Task brief: Below are records; reproduce exactly the lines from the one that has "Query: toilet base" through the one that has "notation: point(521, 169).", ends included, and nothing more.

Stored data:

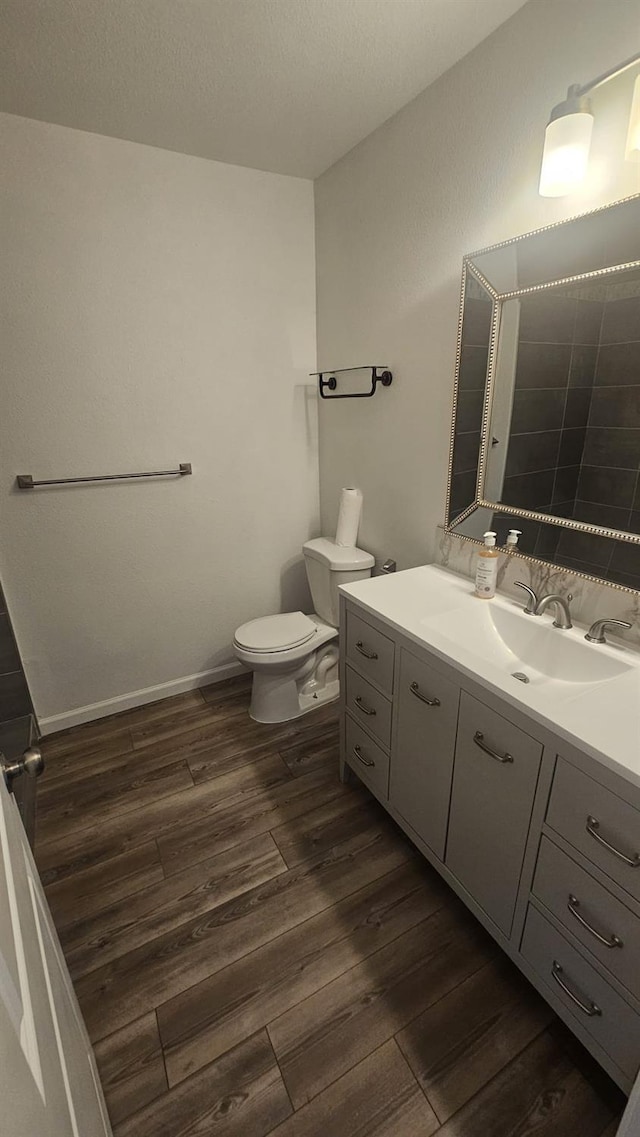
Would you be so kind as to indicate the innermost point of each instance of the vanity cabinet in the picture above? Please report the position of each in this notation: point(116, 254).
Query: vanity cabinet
point(496, 772)
point(541, 841)
point(426, 715)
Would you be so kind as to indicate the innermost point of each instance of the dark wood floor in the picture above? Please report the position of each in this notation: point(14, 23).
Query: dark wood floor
point(258, 949)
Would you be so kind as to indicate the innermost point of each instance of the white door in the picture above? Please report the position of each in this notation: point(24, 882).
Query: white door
point(49, 1086)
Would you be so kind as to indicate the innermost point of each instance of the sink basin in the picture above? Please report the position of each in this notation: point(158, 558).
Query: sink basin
point(506, 638)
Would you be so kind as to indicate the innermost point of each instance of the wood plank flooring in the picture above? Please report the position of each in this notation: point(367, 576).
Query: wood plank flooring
point(258, 949)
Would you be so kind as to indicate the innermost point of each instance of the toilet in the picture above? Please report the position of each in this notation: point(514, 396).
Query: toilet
point(294, 657)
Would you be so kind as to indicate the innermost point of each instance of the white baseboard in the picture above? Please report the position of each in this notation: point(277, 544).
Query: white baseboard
point(79, 715)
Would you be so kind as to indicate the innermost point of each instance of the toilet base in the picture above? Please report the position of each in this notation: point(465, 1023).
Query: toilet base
point(282, 697)
point(293, 710)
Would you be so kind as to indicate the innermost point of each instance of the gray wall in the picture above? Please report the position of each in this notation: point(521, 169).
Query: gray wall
point(15, 700)
point(455, 171)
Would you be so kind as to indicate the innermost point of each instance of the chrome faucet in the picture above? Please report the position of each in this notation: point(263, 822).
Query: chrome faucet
point(530, 610)
point(596, 633)
point(563, 615)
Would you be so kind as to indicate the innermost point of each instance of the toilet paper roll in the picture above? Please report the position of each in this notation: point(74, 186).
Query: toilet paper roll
point(349, 516)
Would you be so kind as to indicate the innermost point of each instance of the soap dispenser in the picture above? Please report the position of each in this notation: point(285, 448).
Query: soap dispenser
point(487, 569)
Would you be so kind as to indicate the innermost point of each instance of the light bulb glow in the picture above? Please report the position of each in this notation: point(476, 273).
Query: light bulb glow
point(633, 134)
point(566, 154)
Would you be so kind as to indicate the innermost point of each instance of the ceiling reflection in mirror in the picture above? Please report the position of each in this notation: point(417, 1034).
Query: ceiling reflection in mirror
point(546, 434)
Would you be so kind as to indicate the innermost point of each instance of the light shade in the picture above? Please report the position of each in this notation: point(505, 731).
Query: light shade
point(566, 154)
point(633, 134)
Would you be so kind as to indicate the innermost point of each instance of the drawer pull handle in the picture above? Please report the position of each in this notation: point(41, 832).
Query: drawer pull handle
point(479, 739)
point(592, 827)
point(360, 757)
point(362, 706)
point(590, 1009)
point(573, 905)
point(415, 690)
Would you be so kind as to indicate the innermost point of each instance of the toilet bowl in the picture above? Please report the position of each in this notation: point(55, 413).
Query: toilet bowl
point(294, 656)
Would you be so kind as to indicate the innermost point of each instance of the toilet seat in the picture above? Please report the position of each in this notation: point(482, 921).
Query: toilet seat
point(275, 633)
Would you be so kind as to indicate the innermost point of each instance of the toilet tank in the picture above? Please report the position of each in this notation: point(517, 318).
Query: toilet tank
point(330, 565)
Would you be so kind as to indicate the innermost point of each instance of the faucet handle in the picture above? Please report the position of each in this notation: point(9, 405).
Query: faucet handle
point(596, 633)
point(531, 604)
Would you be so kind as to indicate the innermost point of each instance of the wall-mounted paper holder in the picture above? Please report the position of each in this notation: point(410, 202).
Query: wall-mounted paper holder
point(330, 384)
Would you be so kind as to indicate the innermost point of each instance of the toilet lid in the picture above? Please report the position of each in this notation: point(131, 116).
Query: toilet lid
point(276, 633)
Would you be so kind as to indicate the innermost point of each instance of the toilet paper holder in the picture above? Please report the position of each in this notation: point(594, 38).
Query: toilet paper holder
point(330, 384)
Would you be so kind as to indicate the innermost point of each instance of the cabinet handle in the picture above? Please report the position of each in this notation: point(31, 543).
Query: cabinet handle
point(360, 757)
point(573, 904)
point(362, 706)
point(479, 739)
point(590, 1009)
point(592, 827)
point(415, 690)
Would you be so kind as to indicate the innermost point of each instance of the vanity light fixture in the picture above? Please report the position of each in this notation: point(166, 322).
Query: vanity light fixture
point(633, 134)
point(567, 137)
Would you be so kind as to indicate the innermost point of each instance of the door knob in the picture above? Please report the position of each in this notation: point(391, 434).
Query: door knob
point(32, 763)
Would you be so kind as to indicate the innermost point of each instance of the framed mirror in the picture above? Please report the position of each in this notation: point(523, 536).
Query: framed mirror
point(546, 426)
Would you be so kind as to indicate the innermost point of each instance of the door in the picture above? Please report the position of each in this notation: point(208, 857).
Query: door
point(48, 1080)
point(422, 762)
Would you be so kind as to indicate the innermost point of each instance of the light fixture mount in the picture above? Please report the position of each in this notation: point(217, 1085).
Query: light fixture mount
point(576, 102)
point(567, 137)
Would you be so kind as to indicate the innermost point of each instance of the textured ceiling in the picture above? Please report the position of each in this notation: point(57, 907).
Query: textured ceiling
point(284, 85)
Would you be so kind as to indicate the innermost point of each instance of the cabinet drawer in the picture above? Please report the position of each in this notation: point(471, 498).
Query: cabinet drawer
point(371, 652)
point(368, 706)
point(612, 1022)
point(590, 912)
point(597, 822)
point(367, 758)
point(422, 763)
point(495, 778)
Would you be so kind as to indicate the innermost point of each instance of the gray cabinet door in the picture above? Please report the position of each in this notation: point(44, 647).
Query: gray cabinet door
point(422, 762)
point(495, 777)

Your response:
Query: toilet base
point(282, 697)
point(293, 710)
Would you be so kind as to indicate the innermost point of each instance of the gray wall in the picture above? Please report the position of each in this notation: point(521, 169).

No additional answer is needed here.